Text segment.
START

16.4.2. Horizontal Pod Autoscaler#

# k8s/hpa.yaml
apiVersion: autoscaling/v2
kind: HorizontalPodAutoscaler
metadata:
  name: webgis-api-hpa
  namespace: webgis
spec:
  scaleTargetRef:
    apiVersion: apps/v1
    kind: Deployment
    name: webgis-api
  minReplicas: 3
  maxReplicas: 20
  metrics:
  - type: Resource
    resource:
      name: cpu
      target:
        type: Utilization
        averageUtilization: 70
  - type: Resource
    resource:
      name: memory
      target:
        type: Utilization
        averageUtilization: 80
  - type: Pods
    pods:
      metric:
        name: http_requests_per_second
      target:
        type: AverageValue
        averageValue: "1000"
  behavior:
    scaleDown:
      stabilizationWindowSeconds: 300
      policies:
      - type: Percent
        value: 10
        periodSeconds: 60
    scaleUp:
      stabilizationWindowSeconds: 60
      policies:
      - type: Percent
        value: 100
        periodSeconds: 60
      - type: Pods
        value: 4
        periodSeconds: 60
      selectPolicy: Max
---
apiVersion: autoscaling/v2
kind: HorizontalPodAutoscaler
metadata:
  name: webgis-frontend-hpa
  namespace: webgis
spec:
  scaleTargetRef:
    apiVersion: apps/v1
    kind: Deployment
    name: webgis-frontend
  minReplicas: 2
  maxReplicas: 10
  metrics:
  - type: Resource
    resource:
      name: cpu
      target:
        type: Utilization
        averageUtilization: 60
  - type: Resource
    resource:
      name: memory
      target:
        type: Utilization
        averageUtilization: 70

16.5. CI/CD Pipelines#

16.5.1. GitHub Actions Workflow#

# .github/workflows/ci-cd.yml
name: CI/CD Pipeline

on:
  push:
    branches: [main, develop]
  pull_request:
    branches: [main]

env:
  REGISTRY: ghcr.io
  IMAGE_NAME: ${{ github.repository }}

jobs:
  test:
    runs-on: ubuntu-latest
    services:
      postgres:
        image: postgis/postgis:15-3.3
        env:
          POSTGRES_PASSWORD: postgres
          POSTGRES_DB: webgis_test
        options: >-
          --health-cmd pg_isready
          --health-interval 10s
          --health-timeout 5s
          --health-retries 5
        ports:
          - 5432:5432
      
      redis:
        image: redis:7-alpine
        options: >-
          --health-cmd "redis-cli ping"

END

Records supplied.
START

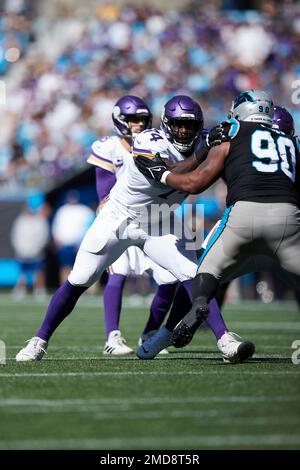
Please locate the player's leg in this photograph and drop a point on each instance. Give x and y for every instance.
(98, 250)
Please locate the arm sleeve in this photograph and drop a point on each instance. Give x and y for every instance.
(105, 180)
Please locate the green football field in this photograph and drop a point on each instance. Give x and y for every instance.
(77, 399)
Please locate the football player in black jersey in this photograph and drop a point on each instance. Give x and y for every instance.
(260, 166)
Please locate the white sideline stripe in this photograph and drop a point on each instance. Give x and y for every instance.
(150, 442)
(230, 371)
(145, 401)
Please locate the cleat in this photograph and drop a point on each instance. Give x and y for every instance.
(185, 330)
(234, 351)
(116, 345)
(152, 346)
(148, 335)
(34, 351)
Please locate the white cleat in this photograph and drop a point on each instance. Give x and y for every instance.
(148, 335)
(234, 351)
(33, 351)
(116, 345)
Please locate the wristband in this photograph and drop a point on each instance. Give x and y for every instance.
(164, 176)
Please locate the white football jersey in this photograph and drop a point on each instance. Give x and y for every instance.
(133, 192)
(109, 153)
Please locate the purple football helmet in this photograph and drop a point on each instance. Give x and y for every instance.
(126, 107)
(182, 122)
(283, 120)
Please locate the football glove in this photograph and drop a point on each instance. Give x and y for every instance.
(151, 168)
(218, 134)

END

Objectives.
1. In the deployment configuration, list every metric name that the webgis-api-hpa autoscaler uses to decide when to scale.
2. According to the deployment configuration, which image does the postgres service in the test job use?
3. Write the next part of the deployment configuration, starting after its final line.
The rows are separate material with no connection to the deployment configuration.

Written responses.
1. cpu, memory, http_requests_per_second

2. postgis/postgis:15-3.3

3.
          --health-interval 10s
          --health-timeout 5s
          --health-retries 5
        ports:
          - 6379:6379

    steps:
    - name: Checkout code
      uses: actions/checkout@v4

    - name: Setup Node.js
      uses: actions/setup-node@v4
      with:
        node-version: '18'
        cache: 'npm'

    - name: Install dependencies
      run: npm ci

    - name: Run linting
      run: npm run lint

    - name: Run type checking
      run: npm run type-check

    - name: Run unit tests
      run: npm run test:unit
      env:
        DATABASE_URL: postgresql://postgres:postgres@localhost:5432/webgis_test
        REDIS_URL: redis://localhost:6379

    - name: Run integration tests
      run: npm run test:integration
      env:
        DATABASE_URL: postgresql://postgres:postgres@localhost:5432/webgis_test
        REDIS_URL: redis://localhost:6379

    - name: Setup Playwright
      uses: microsoft/playwright-github-action@v1

    - name: Run E2E tests
      run: npm run test:e2e
      env:
        DATABASE_URL: postgresql://postgres:postgres@localhost:5432/webgis_test
        REDIS_URL: redis://localhost:6379

    - name: Upload test results
      uses: actions/upload-artifact@v3
      if: always()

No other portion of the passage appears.